Requirement | Rewrite all of the data below as a JSON list of strings, with one string for each line and any blank lines left out.

Given information |

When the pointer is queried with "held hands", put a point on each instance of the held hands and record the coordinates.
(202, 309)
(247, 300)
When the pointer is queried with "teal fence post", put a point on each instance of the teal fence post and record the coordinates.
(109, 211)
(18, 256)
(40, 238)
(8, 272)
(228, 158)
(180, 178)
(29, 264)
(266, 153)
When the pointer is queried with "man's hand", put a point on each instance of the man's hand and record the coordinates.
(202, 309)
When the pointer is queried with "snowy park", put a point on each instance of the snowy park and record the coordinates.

Result of the task |
[
  "When the pointer is queried with \"held hands\", put a point on each instance of the held hands and record the coordinates.",
  "(202, 309)",
  "(247, 300)",
  "When the pointer is queried with \"teal fence post\", put a point on each instance of the teal fence post and record the coordinates.",
  "(109, 211)",
  "(18, 256)",
  "(40, 238)",
  "(8, 272)",
  "(228, 158)",
  "(180, 178)",
  "(29, 264)",
  "(266, 153)",
  "When the pointer is queried with \"man's hand\", put a point on each instance of the man's hand and record the coordinates.",
  "(202, 309)",
  "When the pointer is queried with \"snowy park\", put a point on each instance of the snowy park and record the coordinates."
]